[Requirements]:
Reproduce the items below with every "Target" replaced by "Object", changing nothing else.
## Start Data rows
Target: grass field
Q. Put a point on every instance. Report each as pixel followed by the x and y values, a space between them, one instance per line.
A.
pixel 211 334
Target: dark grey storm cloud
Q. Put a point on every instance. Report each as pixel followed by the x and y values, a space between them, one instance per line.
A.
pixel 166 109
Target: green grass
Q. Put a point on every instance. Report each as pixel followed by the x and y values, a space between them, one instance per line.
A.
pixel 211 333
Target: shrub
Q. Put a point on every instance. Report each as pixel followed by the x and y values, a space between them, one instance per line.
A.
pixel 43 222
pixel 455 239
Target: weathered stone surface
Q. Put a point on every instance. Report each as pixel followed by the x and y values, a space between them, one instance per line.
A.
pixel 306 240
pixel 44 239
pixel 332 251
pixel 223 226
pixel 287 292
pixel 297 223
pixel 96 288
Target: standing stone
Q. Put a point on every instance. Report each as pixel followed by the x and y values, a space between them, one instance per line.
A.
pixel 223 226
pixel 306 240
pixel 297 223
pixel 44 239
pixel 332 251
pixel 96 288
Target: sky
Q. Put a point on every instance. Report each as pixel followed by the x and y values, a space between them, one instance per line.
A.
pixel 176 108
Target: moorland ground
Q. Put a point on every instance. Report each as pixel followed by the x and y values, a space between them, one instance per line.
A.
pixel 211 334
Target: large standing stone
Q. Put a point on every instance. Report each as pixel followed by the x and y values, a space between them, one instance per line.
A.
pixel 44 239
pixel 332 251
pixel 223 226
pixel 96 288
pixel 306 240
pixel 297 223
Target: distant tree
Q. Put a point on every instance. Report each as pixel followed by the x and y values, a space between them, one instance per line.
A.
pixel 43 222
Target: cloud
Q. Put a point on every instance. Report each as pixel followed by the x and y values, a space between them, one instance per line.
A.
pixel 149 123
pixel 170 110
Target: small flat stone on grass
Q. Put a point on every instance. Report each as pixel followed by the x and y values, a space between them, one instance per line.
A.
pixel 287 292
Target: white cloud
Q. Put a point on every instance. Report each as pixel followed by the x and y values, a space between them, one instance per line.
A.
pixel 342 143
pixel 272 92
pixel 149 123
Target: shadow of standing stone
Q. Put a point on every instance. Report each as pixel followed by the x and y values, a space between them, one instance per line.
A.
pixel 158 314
## End Data rows
[Solution]:
Object: grass field
Q. Put a point on every instance. Report each as pixel followed by the x and y values, a space between them, one instance per line.
A.
pixel 211 334
Object: dark grey storm cloud
Q. Put a point on every instance. Report each as pixel followed by the x and y values, a space between them, one instance per line.
A.
pixel 166 109
Object: green grass
Q. Put a point on every instance. Report each as pixel followed by the x and y values, a space between them, one instance per line.
A.
pixel 211 333
Object: shrub
Q. Put a point on every instance. Report each as pixel followed by the x and y values, a space between them, one instance per line.
A.
pixel 43 222
pixel 455 239
Object: weathered stone surface
Q. Put a point on every instance. Report each as pixel followed by the x and y values, a space between them, one instance per line.
A.
pixel 306 240
pixel 44 239
pixel 332 251
pixel 223 226
pixel 287 292
pixel 297 223
pixel 96 288
Object: standing stone
Q. Put a point on every instance. Report each as pixel followed by the x and y values, a space between them, one instance per line.
A.
pixel 223 226
pixel 306 240
pixel 297 223
pixel 44 239
pixel 332 251
pixel 96 288
Object: sky
Q. Put a point on every instance. Report each as pixel followed by the x and y values, a space between them, one instance per line.
A.
pixel 176 108
Object: moorland ground
Q. Put a point on every instance. Report each as pixel followed by the x and y values, a space between them, one instance per line.
A.
pixel 211 334
Object: large standing stone
Q. Put a point on every instance. Report each as pixel followed by the x and y values, a space between them, one instance per line.
A.
pixel 44 239
pixel 332 251
pixel 223 226
pixel 96 288
pixel 306 240
pixel 297 223
Object: distant tree
Q. Put a point on every instance. Report each as pixel followed by the x and y values, a space between them, one instance per line.
A.
pixel 43 222
Object: cloud
Q. Put a point on every instance. Report each as pixel followed by the x and y values, a space between them, one instance per line.
A.
pixel 149 123
pixel 170 110
Object: small flat stone on grass
Q. Put a point on every instance. Report each as pixel followed by the x and y values, a space between them, one instance per line.
A.
pixel 287 292
Object: white cloud
Q. Put a point on every instance. Report each as pixel followed by the x and y values, a space between them, one instance per line.
A.
pixel 342 143
pixel 272 92
pixel 149 123
Object: shadow of standing stone
Q. Put a point on every instance. Report each as pixel followed by the x and y values, a space between them, one instance per line.
A.
pixel 158 314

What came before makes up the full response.